El cuerpo de la mujer venía en un petate encima de los hombros de sus familiares que ya tenían rato caminando, mientras que el hombre rico iba en su carroza acompañado de sus deudos.
Las dos familias se dirigían a enterrar a sus fallecidos en ese día helado al panteón de Mezquitán, que abría sus puertas por primera vez y que por su apertura ofrecía que el primer entierro fuera gratuito y para la perpetuidad.
Se narra que las familias se enteraron que ese día no pagarían por los servicios del camposanto, se apuraron, pero la carroza llegó primero.
Los pobres que venían a pie tuvieron que pagar.
La historia de esas muertes que ilustra la división de las clases sociales en el inmenso mural que circunda al panteón. También hay leyendas, anécdotas e historias actuales. Una obra de arte para las ánimas del más allá.
La historia del mural comenzó a finales del año 2000, cuando el ayuntamiento de Guadalajara convocó a la ex Escuela de Artes Plásticas para que hicieran obras en las paredes, con el objetivo de disminuir el grafiti en la zona.
El maestro Sergio Murillo se encargó de hacer una selección entre los jóvenes universitarios. Cuatro estudiantes de quinto semestre resultaron los vencedores: Óscar Zumaya, Ricardo Solís, Martha García y Marita Terriquez. Su propuesta fue hacer una gran historia que rodeara el camposanto. Los jóvenes se documentaron de fotos antiguas para conocer las carrozas, las ropas y las costumbres de la época. Hablaron con los viejos del barrio para que les citaran anécdotas. En un principio había más de 60 jóvenes de servicio social que los ayudaban con los colores, luego en menos de seis meses se fueron marchando. Los cuatro jóvenes se quedaron solos para terminar la obra, una de las más grandes de Latinoamérica en el género del arte urbano.
Los cuatro tiraban andamios, los armaban, los pasaban por encima del pavimento mal hecho, se trepaban, pintaban grandes rostros, había mujeres llorando, ánimas en pena, las floristas del lugar.
Cuentan que la gente se acercaba para saludarlos, para ver si los pintaban, para pedirles vinílica y llenarse la cara de los tonos de las playeras de su equipo de futbol. Posaban como modelos. Para felicitarlos. Para despotricar contra los “grafiteros” o animarlos en su trabajo. Se creó una gran dinámica social, coincidieron los artistas.
Sin embargo, el cansancio les llegaba cada vez más rápido. El ayuntamiento les daba el dinero a cuenta gotas. Además, por su inexperiencia habían pedido a las autoridades una cantidad mínima de 80 mil pesos para el inmenso e interminable trabajo que se alargó por cinco años.

*EN QUÉ CONSISTE*.
Contesta con brevedad, según el fragmento sobre el mural del panteón de Mezquitán:
(a) ¿Qué ofrecía el panteón con motivo de su apertura?
(b) ¿Con qué objetivo convocó el ayuntamiento de Guadalajara a la ex Escuela de Artes Plásticas?
(c) ¿Cuánto tiempo se alargó el trabajo del mural?
Los registros son material aparte y no guardan relación con el fragmento.

*DATOS REGISTRADOS*.

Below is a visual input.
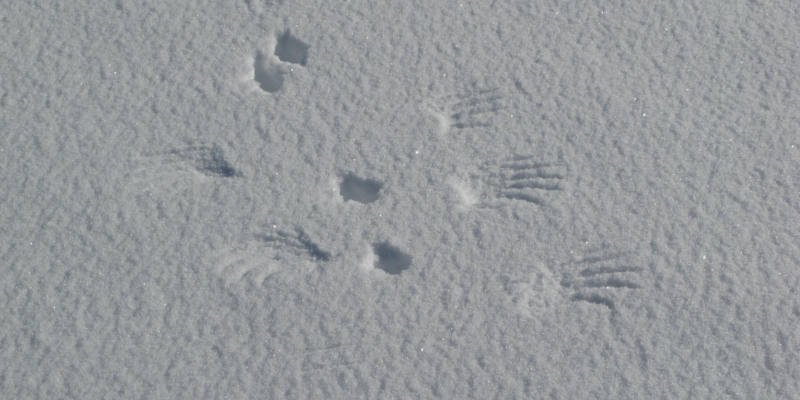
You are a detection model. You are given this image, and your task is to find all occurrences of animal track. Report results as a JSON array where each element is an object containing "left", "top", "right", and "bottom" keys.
[
  {"left": 456, "top": 156, "right": 568, "bottom": 207},
  {"left": 561, "top": 248, "right": 642, "bottom": 311},
  {"left": 339, "top": 174, "right": 383, "bottom": 204},
  {"left": 251, "top": 30, "right": 311, "bottom": 93},
  {"left": 275, "top": 30, "right": 311, "bottom": 66},
  {"left": 423, "top": 88, "right": 503, "bottom": 133},
  {"left": 213, "top": 227, "right": 331, "bottom": 285},
  {"left": 372, "top": 242, "right": 411, "bottom": 275},
  {"left": 498, "top": 157, "right": 567, "bottom": 205},
  {"left": 253, "top": 51, "right": 286, "bottom": 93}
]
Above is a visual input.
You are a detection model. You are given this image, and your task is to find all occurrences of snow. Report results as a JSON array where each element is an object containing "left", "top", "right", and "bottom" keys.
[{"left": 0, "top": 0, "right": 800, "bottom": 399}]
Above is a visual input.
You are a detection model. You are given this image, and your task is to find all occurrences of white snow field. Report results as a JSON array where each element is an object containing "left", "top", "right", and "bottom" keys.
[{"left": 0, "top": 0, "right": 800, "bottom": 400}]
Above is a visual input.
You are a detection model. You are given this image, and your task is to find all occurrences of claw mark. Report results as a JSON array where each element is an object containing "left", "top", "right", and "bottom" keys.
[
  {"left": 561, "top": 248, "right": 642, "bottom": 311},
  {"left": 476, "top": 156, "right": 568, "bottom": 206},
  {"left": 213, "top": 227, "right": 331, "bottom": 285},
  {"left": 137, "top": 145, "right": 242, "bottom": 178},
  {"left": 423, "top": 87, "right": 503, "bottom": 133},
  {"left": 255, "top": 227, "right": 331, "bottom": 261}
]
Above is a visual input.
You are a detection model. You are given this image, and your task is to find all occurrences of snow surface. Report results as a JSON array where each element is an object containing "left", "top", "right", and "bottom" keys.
[{"left": 0, "top": 0, "right": 800, "bottom": 399}]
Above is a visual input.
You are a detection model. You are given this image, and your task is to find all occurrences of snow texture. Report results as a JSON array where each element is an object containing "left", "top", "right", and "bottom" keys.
[{"left": 0, "top": 0, "right": 800, "bottom": 399}]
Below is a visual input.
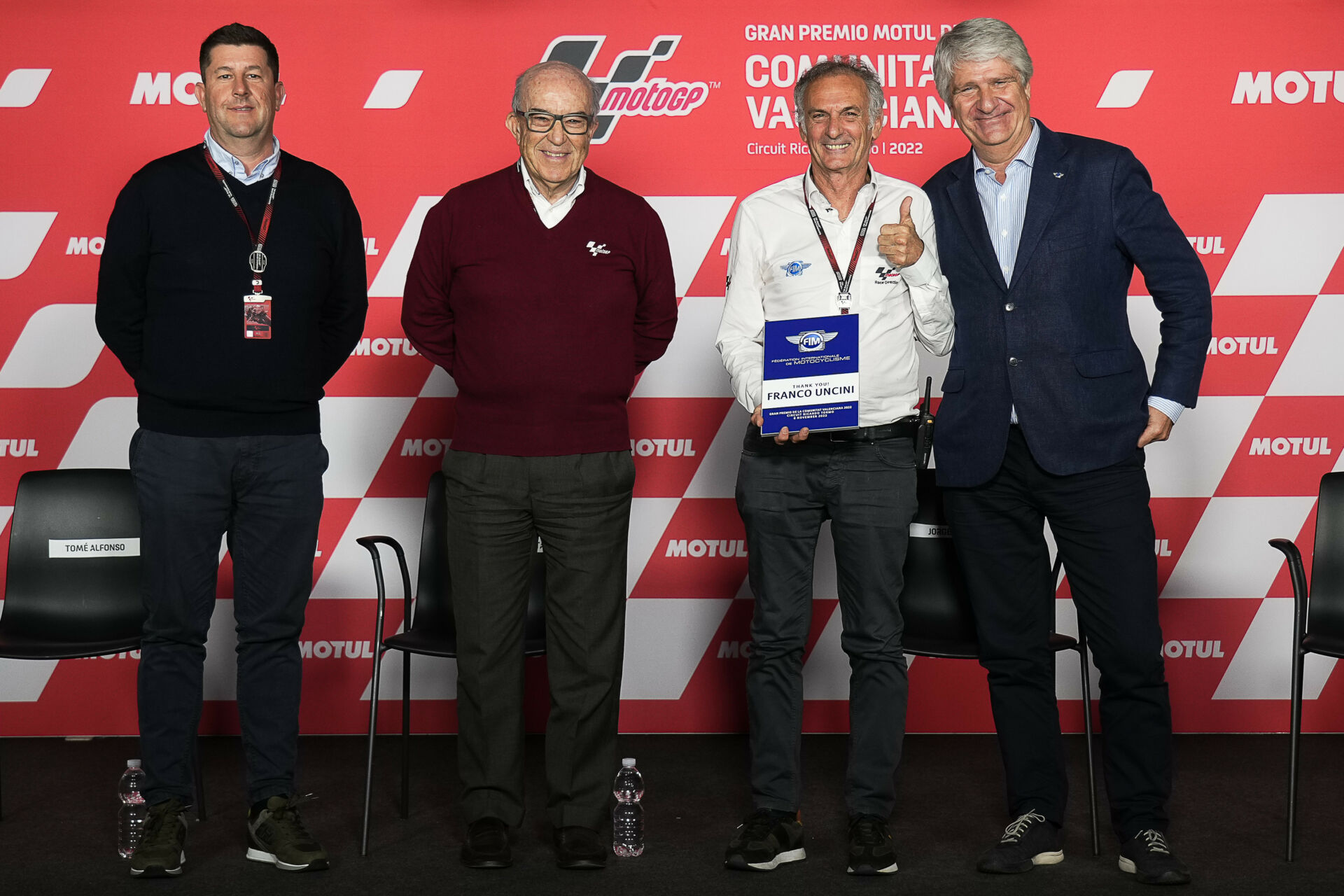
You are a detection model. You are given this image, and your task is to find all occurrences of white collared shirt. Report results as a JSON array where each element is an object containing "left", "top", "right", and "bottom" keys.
[
  {"left": 716, "top": 169, "right": 953, "bottom": 426},
  {"left": 206, "top": 130, "right": 279, "bottom": 184},
  {"left": 517, "top": 158, "right": 587, "bottom": 230}
]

*RESPUESTA*.
(a) Que el primer entierro fuera gratuito y para la perpetuidad.
(b) Disminuir el grafiti en la zona.
(c) Cinco años.